(begin)
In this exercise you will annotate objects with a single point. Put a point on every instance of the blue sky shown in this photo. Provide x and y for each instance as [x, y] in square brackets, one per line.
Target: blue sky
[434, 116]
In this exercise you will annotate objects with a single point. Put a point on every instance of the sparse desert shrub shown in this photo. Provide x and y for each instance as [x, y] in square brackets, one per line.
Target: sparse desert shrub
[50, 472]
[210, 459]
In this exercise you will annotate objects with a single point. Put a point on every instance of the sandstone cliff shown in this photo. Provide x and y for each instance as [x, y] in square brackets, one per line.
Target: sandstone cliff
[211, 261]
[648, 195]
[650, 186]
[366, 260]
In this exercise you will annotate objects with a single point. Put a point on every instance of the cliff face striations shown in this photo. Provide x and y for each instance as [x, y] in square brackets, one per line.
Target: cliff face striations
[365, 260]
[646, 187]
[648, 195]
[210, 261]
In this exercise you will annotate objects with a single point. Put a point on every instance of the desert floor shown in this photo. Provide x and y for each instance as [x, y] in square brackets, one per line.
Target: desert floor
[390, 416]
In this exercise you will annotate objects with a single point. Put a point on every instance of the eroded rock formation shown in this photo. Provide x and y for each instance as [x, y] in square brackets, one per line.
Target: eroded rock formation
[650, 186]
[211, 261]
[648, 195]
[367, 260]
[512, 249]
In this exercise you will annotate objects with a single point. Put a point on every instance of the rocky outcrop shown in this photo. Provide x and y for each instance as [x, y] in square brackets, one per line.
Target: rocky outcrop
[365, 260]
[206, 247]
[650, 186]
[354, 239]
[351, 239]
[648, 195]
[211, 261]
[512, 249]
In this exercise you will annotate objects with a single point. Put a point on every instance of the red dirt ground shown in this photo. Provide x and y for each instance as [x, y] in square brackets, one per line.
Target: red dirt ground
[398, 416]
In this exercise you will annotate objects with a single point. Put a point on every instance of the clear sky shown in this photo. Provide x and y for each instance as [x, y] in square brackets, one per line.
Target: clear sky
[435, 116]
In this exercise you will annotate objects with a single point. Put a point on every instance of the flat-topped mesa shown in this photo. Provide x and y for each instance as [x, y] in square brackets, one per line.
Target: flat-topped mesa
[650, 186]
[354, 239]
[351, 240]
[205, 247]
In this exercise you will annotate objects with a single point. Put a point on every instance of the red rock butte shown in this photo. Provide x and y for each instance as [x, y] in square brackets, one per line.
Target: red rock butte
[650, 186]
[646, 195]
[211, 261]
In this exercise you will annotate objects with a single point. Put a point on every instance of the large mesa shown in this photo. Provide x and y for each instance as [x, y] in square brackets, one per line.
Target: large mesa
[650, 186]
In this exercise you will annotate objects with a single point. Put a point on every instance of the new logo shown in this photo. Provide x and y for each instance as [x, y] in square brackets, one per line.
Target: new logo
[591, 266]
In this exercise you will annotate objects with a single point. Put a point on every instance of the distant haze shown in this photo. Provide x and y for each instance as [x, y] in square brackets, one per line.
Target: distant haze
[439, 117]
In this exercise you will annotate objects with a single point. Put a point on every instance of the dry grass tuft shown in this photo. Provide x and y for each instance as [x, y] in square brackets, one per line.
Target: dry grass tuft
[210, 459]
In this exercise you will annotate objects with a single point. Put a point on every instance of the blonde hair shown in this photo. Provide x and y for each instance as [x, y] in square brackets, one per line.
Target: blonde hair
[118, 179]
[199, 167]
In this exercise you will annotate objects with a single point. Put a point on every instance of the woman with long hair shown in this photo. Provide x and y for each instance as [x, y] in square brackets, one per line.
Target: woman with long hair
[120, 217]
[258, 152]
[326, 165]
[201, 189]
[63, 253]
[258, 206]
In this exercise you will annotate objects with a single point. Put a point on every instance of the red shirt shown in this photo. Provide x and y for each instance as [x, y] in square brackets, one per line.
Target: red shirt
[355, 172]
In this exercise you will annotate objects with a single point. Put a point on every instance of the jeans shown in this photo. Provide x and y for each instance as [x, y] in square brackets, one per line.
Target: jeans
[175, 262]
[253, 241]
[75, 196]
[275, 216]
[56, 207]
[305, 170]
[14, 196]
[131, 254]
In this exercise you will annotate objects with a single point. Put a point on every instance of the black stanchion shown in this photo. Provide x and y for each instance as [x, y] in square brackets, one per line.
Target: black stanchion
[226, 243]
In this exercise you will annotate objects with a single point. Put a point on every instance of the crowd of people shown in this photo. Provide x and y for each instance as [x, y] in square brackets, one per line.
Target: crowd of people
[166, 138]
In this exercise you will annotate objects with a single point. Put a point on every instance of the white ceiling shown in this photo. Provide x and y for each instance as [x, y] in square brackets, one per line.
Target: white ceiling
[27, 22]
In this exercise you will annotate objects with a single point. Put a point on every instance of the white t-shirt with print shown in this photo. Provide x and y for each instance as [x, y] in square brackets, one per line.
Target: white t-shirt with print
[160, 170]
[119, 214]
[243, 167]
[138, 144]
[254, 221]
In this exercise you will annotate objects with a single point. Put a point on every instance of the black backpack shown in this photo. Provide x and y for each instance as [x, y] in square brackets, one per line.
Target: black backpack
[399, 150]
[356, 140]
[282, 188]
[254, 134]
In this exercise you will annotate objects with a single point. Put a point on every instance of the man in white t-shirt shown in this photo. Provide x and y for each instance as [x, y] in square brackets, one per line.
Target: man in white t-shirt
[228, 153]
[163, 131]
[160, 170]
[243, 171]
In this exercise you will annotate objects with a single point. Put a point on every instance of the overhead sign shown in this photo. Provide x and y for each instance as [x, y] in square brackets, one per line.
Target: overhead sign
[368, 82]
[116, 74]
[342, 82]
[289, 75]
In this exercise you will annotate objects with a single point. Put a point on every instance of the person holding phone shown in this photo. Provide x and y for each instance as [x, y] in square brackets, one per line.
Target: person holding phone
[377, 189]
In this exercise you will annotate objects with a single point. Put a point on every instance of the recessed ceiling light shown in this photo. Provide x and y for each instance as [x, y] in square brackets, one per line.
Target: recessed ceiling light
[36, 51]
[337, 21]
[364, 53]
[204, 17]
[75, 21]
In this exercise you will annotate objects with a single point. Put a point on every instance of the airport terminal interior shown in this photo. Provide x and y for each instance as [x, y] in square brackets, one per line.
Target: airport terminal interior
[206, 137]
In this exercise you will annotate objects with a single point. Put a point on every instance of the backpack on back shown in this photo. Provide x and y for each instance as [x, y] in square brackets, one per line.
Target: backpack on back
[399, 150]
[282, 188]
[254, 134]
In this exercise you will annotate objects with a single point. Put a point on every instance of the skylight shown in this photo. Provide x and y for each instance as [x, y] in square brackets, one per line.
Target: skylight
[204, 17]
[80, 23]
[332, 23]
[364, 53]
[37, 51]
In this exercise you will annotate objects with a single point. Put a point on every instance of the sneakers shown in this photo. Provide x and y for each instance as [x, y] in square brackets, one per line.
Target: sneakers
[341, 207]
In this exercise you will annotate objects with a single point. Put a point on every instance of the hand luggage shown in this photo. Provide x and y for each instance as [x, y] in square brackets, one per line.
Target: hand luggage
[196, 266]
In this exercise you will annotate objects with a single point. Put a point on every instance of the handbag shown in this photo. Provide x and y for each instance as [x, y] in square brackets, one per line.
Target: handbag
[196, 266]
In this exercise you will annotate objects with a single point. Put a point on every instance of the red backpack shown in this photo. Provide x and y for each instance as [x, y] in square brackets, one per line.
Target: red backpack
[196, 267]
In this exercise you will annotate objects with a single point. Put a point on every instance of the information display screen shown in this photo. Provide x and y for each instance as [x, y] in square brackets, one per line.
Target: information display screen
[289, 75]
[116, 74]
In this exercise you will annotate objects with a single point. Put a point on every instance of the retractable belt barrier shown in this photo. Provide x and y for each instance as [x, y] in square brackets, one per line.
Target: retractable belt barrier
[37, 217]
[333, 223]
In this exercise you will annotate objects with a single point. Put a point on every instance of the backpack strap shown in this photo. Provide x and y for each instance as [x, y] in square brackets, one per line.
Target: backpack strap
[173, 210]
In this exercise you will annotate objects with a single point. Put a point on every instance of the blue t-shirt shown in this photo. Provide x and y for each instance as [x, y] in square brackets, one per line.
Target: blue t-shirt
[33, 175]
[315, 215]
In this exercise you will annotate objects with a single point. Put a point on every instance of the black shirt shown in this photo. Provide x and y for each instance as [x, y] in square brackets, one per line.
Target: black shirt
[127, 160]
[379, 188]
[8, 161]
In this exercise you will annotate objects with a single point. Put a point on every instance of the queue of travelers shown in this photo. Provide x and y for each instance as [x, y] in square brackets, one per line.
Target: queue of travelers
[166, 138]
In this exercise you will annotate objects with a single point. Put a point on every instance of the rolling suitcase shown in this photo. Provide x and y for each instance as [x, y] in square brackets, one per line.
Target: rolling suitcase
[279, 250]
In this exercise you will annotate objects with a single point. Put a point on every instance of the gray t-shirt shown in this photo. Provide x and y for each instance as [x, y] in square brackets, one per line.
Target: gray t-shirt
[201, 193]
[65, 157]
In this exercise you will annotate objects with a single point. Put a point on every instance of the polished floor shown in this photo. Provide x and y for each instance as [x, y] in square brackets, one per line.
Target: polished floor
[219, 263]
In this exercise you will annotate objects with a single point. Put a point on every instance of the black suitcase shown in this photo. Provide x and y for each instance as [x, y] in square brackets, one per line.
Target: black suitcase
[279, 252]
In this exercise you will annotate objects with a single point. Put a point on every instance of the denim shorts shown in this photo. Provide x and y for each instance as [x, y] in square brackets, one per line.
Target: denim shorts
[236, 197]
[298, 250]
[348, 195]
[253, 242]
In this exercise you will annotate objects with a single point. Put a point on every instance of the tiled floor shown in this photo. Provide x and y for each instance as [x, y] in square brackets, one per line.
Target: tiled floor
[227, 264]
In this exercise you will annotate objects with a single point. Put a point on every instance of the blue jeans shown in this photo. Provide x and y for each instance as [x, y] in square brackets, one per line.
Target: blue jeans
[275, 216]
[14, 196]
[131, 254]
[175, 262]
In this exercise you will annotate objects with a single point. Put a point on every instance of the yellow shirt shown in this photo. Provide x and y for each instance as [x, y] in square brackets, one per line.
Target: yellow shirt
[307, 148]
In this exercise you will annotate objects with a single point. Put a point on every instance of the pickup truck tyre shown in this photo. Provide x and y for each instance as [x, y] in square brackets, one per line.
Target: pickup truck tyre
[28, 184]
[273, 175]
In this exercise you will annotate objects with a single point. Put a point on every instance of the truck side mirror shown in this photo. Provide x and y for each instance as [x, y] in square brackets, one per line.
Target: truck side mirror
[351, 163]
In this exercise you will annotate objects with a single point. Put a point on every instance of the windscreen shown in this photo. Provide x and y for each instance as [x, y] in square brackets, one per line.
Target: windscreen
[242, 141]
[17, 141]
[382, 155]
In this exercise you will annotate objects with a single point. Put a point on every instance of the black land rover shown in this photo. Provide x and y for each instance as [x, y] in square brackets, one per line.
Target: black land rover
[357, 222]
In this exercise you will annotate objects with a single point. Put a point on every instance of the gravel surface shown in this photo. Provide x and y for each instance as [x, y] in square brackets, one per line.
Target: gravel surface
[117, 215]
(end)
◆ What you need to do:
Copy everything in the records above, from the line containing "of the windscreen" down to the final line of the records, with every character unchanged.

◆ Output for this exercise:
In this exercise you will annotate objects with a single point. Put a point on every instance of the windscreen shown in this photo. Provide x and y for each instance as [x, y] in square brackets, one per line.
Target: windscreen
[242, 141]
[17, 141]
[382, 155]
In this exercise you will annotate objects with a single point. Put a point on every instance of the black land rover shown in this photo. Provide x and y for each instance as [x, y] in square brackets, one per line.
Target: black land rover
[357, 222]
In this exercise you will annotate objects with a single point. Put a point on every instance of the gravel surface shown in this photo. Provide x and y for each instance as [x, y] in square brackets, one per line.
Target: gravel surface
[117, 215]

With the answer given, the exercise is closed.